А еще мучило сомнение: за кого приняла его государыня и публика — за желчного хулителя, а мысли его — за площадную брань? Именно это и давала ему понять Екатерина, да еще и обвинила, что-де авторитет русской самодержавной власти роняет перед Европой.
«Что подумают иностранные об нас, когда увидят, что есть у нас дураки, плуты!?» — снова иронизирует Новиков над тем упреком, что «доверенные люди» передали ему от государыни. Что подумают?
А вот что! В ответ Новиков быстро готовит замечательный фундаментальный труд — «Опыт исторического словаря о российских писателях» — от Нестора до своих современников. А через год — «Древнюю российскую вивлиофику» — многотомник о литературных памятниках допетровской Руси.
И отголоском жесткого упрека Екатерины об унижении власти российской в глазах иностранцев звучит эпиграф к новому журналу Новикова «Кошелек» (1774 год): «Отечеству моему сие сочинение усердно посвящается».
«Кошелек» — это своего рода и отповедь соотечественникам, «кои безо всякого исследования внутренних, обольщены бывают снаружи блестящими дарованиями иноземцев. и не только чужие земли предпочитают своему Отечеству, но еще и к стыду целой России гнушаются своими соотечественниками.».
Очень актуальное это сочинение — новиковский «Кошелек»! Сколько современной писанины можно было бы заменить несколькими строчками из Новикова:
«Таковые (иностранцы. — Авт .) не только не видят добродетелей, россиянам природных, но если бы где с оными ненароком повстречались, то без сомнения отвратили бы зрение свое, именуя оные грубостью и невежеством. Да сие и не удивительно, ибо мы уже давно бросили истинные драгоцен ные жемчуги, предками нашими любимые, яко недостойные и во Франции не употребляемые, а принялись жадно покупать ложные; но я смело скажу: если бы Франция столько имела жемчугов, сколько имела Россия, то никогда бы не стала выдумывать бусов. Нужда и бедность мать вымыслов. А ныне развращение во нравах учителей наших столь велико и столько они далеко умствованиями своими заходят, что во аде рай свой найти уповают…»
Конечно, Новиков надеялся быть услышанным. Но быстрого эффекта от своих сочинений, как в молодости, он уже не ждал, трезво оценивая соотношение сил «воспитателя» и «воспитуемых». Это осознание хоть как-то «утишало» его горечь, смиряло пыл; в эти годы он много экспериментировал с формой своих сочинений — письма, ведомости, объявления, рецепты, «отписки» крестьян помещикам, в которых (снова первым!) в литературной форме «преподнес» просвещенному читателю «красоты» кошмарного крестьянского быта.

Предоставленные записи »
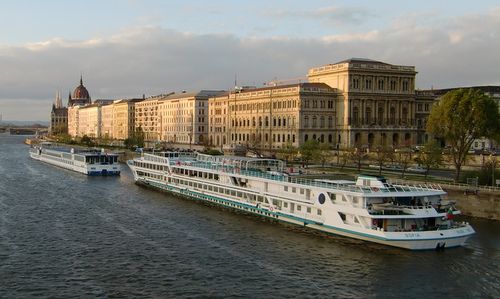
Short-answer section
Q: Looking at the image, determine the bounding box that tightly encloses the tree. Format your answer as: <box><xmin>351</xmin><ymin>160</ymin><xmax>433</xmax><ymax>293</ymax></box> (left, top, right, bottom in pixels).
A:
<box><xmin>347</xmin><ymin>147</ymin><xmax>366</xmax><ymax>172</ymax></box>
<box><xmin>299</xmin><ymin>140</ymin><xmax>319</xmax><ymax>165</ymax></box>
<box><xmin>415</xmin><ymin>139</ymin><xmax>443</xmax><ymax>181</ymax></box>
<box><xmin>372</xmin><ymin>145</ymin><xmax>394</xmax><ymax>175</ymax></box>
<box><xmin>396</xmin><ymin>147</ymin><xmax>413</xmax><ymax>178</ymax></box>
<box><xmin>80</xmin><ymin>135</ymin><xmax>94</xmax><ymax>146</ymax></box>
<box><xmin>427</xmin><ymin>89</ymin><xmax>500</xmax><ymax>181</ymax></box>
<box><xmin>277</xmin><ymin>142</ymin><xmax>298</xmax><ymax>162</ymax></box>
<box><xmin>314</xmin><ymin>143</ymin><xmax>333</xmax><ymax>167</ymax></box>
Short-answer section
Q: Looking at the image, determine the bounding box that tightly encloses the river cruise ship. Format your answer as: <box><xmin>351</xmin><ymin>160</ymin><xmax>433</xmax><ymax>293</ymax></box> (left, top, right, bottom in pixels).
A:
<box><xmin>30</xmin><ymin>142</ymin><xmax>121</xmax><ymax>176</ymax></box>
<box><xmin>127</xmin><ymin>152</ymin><xmax>474</xmax><ymax>250</ymax></box>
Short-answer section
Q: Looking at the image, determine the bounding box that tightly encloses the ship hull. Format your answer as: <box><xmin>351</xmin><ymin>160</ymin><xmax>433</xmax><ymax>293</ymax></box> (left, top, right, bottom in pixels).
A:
<box><xmin>134</xmin><ymin>177</ymin><xmax>474</xmax><ymax>250</ymax></box>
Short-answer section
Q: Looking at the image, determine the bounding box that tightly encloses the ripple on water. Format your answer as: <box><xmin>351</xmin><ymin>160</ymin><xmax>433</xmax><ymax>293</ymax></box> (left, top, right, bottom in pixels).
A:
<box><xmin>0</xmin><ymin>137</ymin><xmax>500</xmax><ymax>298</ymax></box>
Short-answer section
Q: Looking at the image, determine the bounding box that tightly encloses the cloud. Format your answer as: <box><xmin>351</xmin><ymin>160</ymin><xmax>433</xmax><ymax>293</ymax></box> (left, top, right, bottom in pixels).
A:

Задания »
a – Согласуются ли с текстом о Новикове эти утверждения? Ответьте «да» или «нет» на каждое и дословно процитируйте решающие слова текста. (i) Екатерина обвинила Новикова в том, что он роняет авторитет самодержавной власти перед Европой. (ii) «Опыт исторического словаря о российских писателях» охватывает только писателей — современников Новикова. (iii) В эти годы Новиков ждал от своих сочинений быстрого эффекта, как в молодости.
b – Воспроизведите без изменений отрывок текста о Новикове между словами «А еще мучило» и «роняет перед Европой.», включая их.

Итоговые ответы »
a –
(i) Да: «обвинила, что-де авторитет русской самодержавной власти роняет перед Европой».
(ii) Нет: «от Нестора до своих современников».
(iii) Нет: «Но быстрого эффекта от своих сочинений, как в молодости, он уже не ждал».

b –
А еще мучило сомнение: за кого приняла его государыня и публика — за желчного хулителя, а мысли его — за площадную брань? Именно это и давала ему понять Екатерина, да еще и обвинила, что-де авторитет русской самодержавной власти роняет перед Европой.